(Pointing dataset items)

** Begin **

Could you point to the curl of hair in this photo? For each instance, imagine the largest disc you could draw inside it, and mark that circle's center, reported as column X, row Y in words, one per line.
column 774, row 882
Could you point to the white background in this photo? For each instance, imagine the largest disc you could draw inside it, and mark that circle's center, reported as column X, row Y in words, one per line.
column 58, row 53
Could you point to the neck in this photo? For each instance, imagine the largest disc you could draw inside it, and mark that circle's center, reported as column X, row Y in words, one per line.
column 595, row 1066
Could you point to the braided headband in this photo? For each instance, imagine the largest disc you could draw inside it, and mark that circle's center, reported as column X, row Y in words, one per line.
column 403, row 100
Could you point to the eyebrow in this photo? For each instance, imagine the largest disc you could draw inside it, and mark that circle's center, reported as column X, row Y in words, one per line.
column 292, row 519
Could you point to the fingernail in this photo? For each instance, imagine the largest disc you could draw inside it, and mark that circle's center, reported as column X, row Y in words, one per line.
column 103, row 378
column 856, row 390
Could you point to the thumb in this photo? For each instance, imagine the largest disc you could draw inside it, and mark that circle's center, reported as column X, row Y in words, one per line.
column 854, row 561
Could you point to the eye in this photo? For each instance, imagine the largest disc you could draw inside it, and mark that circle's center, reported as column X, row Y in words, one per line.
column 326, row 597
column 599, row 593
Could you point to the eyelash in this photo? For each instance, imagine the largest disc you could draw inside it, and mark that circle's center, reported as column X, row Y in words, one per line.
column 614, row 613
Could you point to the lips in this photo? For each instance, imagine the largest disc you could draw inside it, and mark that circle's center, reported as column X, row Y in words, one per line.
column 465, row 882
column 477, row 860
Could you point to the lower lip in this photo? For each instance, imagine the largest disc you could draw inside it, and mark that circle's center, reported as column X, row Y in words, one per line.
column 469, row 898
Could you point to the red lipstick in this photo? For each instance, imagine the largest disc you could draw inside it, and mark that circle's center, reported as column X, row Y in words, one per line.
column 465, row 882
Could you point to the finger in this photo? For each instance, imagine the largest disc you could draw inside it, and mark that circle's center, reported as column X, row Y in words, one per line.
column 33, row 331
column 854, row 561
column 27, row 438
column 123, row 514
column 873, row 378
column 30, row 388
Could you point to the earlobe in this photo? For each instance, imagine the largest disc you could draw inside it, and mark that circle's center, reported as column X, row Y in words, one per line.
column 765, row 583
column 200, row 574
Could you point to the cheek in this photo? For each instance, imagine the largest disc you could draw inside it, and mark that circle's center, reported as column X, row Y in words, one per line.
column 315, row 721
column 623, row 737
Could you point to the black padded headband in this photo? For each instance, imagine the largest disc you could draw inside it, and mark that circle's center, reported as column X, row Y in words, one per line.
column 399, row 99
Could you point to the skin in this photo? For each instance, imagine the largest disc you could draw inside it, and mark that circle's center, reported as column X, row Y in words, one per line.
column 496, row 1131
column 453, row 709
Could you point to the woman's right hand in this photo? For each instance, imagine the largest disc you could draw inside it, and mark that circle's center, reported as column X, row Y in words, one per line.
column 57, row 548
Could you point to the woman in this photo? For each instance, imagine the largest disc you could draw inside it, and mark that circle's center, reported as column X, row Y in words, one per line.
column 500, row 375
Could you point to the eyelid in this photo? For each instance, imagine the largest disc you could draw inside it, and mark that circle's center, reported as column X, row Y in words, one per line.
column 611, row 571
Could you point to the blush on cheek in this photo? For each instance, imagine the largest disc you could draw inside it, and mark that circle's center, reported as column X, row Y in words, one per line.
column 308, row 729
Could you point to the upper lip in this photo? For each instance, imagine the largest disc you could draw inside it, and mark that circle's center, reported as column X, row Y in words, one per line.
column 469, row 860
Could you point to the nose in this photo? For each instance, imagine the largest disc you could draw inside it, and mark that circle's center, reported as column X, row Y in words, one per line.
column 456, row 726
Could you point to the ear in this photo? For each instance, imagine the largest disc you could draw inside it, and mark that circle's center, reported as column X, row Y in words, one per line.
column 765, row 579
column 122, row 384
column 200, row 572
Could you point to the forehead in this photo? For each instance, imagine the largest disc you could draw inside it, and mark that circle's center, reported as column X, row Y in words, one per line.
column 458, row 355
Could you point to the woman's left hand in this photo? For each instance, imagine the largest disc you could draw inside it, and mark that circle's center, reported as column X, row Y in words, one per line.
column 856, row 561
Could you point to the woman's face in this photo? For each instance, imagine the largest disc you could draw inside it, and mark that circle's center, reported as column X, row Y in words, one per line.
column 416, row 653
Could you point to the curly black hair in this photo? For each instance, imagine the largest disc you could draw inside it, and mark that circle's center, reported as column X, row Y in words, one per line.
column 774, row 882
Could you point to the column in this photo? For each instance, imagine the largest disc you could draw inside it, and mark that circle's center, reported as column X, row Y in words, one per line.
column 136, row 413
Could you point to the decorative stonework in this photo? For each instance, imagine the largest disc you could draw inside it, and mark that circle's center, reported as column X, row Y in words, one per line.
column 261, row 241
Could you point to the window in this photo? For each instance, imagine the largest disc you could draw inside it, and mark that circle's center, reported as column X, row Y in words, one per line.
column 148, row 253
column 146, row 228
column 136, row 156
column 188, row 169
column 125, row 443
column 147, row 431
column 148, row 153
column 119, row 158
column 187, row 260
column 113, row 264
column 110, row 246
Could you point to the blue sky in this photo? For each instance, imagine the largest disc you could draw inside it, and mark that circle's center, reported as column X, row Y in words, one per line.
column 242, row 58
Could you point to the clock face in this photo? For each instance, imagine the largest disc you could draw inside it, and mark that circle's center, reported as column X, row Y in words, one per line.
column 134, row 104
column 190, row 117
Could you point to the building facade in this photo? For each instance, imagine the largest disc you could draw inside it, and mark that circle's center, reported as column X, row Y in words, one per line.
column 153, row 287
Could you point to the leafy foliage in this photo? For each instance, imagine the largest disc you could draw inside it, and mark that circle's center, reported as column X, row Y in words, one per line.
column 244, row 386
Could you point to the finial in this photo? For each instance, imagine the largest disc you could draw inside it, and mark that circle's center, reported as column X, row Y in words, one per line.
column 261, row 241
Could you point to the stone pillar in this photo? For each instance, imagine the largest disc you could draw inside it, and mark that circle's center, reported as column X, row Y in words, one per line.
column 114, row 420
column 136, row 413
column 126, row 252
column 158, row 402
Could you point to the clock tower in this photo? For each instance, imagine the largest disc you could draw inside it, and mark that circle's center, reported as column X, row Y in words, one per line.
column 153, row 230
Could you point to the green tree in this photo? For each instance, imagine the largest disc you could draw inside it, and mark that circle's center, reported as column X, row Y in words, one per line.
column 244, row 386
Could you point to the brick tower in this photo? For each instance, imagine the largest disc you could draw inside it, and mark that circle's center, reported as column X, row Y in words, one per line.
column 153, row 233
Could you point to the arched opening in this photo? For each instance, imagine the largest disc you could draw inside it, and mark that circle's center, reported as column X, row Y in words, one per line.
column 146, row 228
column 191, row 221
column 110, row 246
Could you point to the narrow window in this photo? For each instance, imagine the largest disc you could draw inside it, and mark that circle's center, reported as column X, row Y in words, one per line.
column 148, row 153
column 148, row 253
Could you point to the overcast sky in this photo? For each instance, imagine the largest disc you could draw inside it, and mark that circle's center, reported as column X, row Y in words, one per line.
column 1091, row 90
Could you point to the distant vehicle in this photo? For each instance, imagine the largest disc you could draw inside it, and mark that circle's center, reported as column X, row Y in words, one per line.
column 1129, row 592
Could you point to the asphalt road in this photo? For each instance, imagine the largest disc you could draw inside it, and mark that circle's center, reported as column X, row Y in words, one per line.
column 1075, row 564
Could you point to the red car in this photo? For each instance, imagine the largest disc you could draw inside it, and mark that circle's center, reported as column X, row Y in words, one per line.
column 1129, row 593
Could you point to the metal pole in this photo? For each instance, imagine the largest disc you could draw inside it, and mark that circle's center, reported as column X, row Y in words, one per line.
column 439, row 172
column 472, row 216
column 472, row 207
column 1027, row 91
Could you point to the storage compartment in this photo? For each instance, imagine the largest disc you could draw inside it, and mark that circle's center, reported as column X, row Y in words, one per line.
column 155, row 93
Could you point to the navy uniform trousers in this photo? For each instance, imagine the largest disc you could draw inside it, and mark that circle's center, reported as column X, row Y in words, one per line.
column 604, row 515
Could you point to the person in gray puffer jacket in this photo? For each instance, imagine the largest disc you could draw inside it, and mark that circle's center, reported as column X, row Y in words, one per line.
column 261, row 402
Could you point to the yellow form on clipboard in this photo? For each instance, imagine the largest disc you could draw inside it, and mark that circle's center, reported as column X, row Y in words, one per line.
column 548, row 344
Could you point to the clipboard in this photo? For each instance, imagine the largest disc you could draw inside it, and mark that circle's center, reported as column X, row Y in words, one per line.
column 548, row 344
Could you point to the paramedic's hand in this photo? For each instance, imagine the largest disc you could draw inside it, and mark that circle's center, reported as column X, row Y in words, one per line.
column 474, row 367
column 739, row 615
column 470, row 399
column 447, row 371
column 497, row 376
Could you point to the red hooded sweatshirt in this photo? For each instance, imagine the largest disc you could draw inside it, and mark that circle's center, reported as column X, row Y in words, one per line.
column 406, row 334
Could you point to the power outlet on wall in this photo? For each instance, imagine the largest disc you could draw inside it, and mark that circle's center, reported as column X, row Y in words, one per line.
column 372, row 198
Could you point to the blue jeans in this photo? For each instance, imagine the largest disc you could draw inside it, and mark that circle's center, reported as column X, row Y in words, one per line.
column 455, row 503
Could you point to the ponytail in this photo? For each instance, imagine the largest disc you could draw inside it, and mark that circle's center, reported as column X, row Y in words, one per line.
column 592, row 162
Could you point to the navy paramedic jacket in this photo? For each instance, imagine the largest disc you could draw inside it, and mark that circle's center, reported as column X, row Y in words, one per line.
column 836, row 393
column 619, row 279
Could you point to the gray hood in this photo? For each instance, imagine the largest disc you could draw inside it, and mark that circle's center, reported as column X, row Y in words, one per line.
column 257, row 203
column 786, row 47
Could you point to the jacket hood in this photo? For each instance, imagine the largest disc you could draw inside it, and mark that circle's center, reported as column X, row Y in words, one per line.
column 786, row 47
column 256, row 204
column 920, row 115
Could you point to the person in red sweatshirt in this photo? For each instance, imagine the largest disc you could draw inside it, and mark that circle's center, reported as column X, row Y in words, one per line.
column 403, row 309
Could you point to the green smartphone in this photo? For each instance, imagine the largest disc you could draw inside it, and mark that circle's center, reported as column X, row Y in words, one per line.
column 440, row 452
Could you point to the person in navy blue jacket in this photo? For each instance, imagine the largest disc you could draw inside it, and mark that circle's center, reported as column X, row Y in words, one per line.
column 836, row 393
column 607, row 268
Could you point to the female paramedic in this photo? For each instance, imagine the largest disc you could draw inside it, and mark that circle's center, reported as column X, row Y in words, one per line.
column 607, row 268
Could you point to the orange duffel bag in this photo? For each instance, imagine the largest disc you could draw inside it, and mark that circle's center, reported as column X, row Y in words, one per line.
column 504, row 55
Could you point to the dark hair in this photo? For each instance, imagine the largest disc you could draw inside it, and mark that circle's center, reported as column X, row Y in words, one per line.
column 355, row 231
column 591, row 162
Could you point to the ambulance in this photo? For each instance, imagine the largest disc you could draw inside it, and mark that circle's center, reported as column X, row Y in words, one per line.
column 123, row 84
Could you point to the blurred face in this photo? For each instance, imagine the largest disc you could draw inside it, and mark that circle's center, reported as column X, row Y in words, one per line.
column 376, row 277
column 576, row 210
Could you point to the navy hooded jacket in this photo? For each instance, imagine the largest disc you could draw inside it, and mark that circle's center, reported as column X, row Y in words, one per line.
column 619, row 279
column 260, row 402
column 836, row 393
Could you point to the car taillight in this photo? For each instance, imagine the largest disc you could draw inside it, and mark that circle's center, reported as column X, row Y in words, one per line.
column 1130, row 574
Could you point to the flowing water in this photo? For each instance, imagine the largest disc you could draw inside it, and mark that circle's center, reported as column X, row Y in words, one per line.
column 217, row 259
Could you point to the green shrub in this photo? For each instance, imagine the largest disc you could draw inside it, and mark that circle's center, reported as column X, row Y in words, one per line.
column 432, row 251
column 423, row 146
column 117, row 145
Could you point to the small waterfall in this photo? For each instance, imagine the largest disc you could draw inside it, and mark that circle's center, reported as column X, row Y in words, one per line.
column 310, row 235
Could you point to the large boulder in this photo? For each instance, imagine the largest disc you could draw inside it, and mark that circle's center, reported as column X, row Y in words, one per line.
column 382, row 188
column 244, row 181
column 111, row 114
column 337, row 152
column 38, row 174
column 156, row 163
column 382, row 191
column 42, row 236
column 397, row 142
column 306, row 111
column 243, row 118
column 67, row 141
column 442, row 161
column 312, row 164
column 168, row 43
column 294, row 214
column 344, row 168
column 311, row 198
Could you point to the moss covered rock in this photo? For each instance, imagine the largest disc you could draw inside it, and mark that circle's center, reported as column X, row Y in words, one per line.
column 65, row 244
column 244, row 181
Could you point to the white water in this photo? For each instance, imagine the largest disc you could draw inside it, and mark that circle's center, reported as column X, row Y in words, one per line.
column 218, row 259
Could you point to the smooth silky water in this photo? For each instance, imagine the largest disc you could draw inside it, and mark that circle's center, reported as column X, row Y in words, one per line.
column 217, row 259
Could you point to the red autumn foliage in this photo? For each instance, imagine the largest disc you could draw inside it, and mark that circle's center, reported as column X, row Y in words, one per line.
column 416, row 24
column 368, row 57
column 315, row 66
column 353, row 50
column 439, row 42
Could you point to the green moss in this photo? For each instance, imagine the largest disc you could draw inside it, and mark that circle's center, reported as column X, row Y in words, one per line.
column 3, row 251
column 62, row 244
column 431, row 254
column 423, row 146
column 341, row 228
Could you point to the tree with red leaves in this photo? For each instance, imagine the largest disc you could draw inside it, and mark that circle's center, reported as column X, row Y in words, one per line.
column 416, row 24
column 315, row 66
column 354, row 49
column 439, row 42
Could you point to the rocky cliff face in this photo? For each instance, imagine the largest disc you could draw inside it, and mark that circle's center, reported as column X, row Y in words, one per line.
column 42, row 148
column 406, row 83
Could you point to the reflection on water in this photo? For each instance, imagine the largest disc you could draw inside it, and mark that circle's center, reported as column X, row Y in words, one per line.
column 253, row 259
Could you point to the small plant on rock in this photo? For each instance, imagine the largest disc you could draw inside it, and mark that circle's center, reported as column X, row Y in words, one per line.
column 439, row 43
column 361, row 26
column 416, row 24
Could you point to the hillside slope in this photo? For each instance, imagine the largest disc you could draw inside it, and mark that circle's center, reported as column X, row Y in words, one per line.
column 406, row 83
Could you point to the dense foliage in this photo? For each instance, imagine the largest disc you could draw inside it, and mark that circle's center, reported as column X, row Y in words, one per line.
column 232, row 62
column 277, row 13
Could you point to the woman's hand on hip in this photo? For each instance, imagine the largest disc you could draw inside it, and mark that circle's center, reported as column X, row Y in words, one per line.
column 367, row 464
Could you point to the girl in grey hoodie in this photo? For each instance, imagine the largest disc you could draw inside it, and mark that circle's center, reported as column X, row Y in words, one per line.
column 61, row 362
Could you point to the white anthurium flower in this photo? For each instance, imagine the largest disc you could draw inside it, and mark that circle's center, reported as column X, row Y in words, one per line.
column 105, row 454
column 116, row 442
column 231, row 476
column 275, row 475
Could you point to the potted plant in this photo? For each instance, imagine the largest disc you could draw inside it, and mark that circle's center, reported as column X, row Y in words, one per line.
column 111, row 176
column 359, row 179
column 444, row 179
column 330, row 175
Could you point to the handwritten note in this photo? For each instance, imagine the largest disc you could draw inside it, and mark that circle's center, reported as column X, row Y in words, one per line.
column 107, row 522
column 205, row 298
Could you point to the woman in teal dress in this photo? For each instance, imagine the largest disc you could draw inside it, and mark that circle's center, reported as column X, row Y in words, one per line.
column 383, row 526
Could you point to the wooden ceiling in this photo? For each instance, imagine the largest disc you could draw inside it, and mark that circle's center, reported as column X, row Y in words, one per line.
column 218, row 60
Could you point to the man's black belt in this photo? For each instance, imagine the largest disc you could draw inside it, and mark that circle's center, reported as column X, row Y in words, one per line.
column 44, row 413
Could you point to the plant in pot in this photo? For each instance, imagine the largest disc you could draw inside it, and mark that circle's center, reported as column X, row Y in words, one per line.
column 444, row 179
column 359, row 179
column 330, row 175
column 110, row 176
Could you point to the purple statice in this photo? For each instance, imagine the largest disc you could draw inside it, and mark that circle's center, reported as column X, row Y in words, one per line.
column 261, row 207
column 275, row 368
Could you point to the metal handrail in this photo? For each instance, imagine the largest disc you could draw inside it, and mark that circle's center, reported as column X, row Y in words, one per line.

** End **

» **Exercise description**
Rewrite the part of the items that opens with the line containing "Could you point to the small waterfall" and closes with the line containing "column 310, row 235" as a Markdown table with columns n and Line, giving each line a row number and leaving out blank lines.

» **The output**
| n | Line |
|---|---|
| 1 | Could you point to the small waterfall in this photo? For each instance, imagine the largest disc you could draw inside it, and mark that circle's center, reported as column X, row Y in words, one per line. |
| 2 | column 310, row 235 |